ACTIVITY A
In the passage on drug quality in Uganda, repeat the text from "Uganda doesn't have" to "solved anytime soon.", swapping "licensed pharmacies" for "registered drug shops".
ACTIVITY B
Answer these questions using the passage on drug quality in Uganda.
(i) What share of its medicines does Uganda import?
(ii) In what city is Muhairwe's office?
(iii) Which three kinds of medicines must be analyzed batch by batch when they arrive at the ports of entry?
ACTIVITY C
Using the passage on drug quality in Uganda, decide whether each statement agrees with it.
(i) The NDA has studied how widespread counterfeiting is.
(ii) The NDA has a presence at customs.
(iii) Experts expect drug resistance to be solved soon.

Apollo Muhairwe is head of Uganda's National Drug Authority, or NDA.  He says Uganda imports 80 percent of its medicines, so the NDA works both inside and outside the country to ensure quality. "Through the official ports of entry, we have a presence there, at customs,” he said in an interview at his office in Kampala.


Technicians at the NDA's central laboratory test samples of imported drugs  
  
“And then before the people import the medicines, they seek authority from us. And not only must they import medicines from authorized places -- which we have gone there and inspected -- but also, in the case of A.R.V.'s [antiretrovirals] and TB's and anti-malarials, even though we have checked the factories and evaluated the dossiers of the manufacturers, when the medicines come to the ports of entry, they must be analyzed batch by batch in our quality-control laboratory."

 
A man fills a prescription at a drug store in Kampala 
  
If someone tries to import a substandard or fake drug lot, Muhairwe says, the NDA’s laboratories can detect it through its sample testing program. "We have not done a study on the extent of counterfeiting, so I cannot tell you it is 10 percent or 90 percent, but from the quality assurance mechanism that we have put in place, and the results we are getting in the lab, we are confident that the medicines which are available to the population are safe, of good quality and efficacious. When we pick samples and bring them to the lab, the extent of the problem seems to be minimal.


Uganda doesn't have enough licensed pharmacies to serve everyone   
  
Yet in a poor country like Uganda, there simply aren't enough licensed pharmacies to serve everyone, Muhairwe notes. And so poor and rural people "self-medicate," buying medicines where they can find them, and taking them as they choose. That's also a prescription for encouraging drug resistance -- a problem that experts say won’t be solved anytime soon.

INFORMATION SHOWN
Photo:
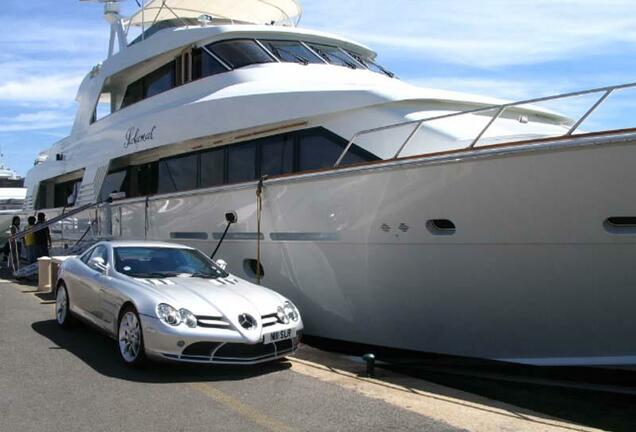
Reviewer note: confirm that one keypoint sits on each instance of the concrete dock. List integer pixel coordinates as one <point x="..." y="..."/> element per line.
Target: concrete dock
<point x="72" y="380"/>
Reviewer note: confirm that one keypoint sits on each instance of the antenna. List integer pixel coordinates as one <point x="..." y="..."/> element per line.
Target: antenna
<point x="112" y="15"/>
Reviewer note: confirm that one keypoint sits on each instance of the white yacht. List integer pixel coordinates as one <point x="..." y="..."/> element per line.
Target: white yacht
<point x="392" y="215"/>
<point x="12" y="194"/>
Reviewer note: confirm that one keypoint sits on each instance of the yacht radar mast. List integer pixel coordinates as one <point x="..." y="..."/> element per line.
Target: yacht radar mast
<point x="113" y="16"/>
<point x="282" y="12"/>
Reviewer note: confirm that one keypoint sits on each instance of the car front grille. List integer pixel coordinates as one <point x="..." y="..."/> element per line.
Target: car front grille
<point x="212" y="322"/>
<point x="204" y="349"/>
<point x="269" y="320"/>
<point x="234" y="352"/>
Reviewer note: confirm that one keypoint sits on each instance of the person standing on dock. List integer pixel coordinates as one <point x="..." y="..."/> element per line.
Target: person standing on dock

WRITTEN SOLUTION A
Uganda doesn't have enough registered drug shops to serve everyone   
  
Yet in a poor country like Uganda, there simply aren't enough registered drug shops to serve everyone, Muhairwe notes. And so poor and rural people "self-medicate," buying medicines where they can find them, and taking them as they choose. That's also a prescription for encouraging drug resistance -- a problem that experts say won’t be solved anytime soon.

WRITTEN SOLUTION B
(i) 80 percent
(ii) Kampala
(iii) Antiretrovirals (A.R.V.'s), TB drugs and anti-malarials

WRITTEN SOLUTION C
(i) No: "We have not done a study on the extent of counterfeiting"
(ii) Yes: "Through the official ports of entry, we have a presence there, at customs"
(iii) No: "a problem that experts say won’t be solved anytime soon"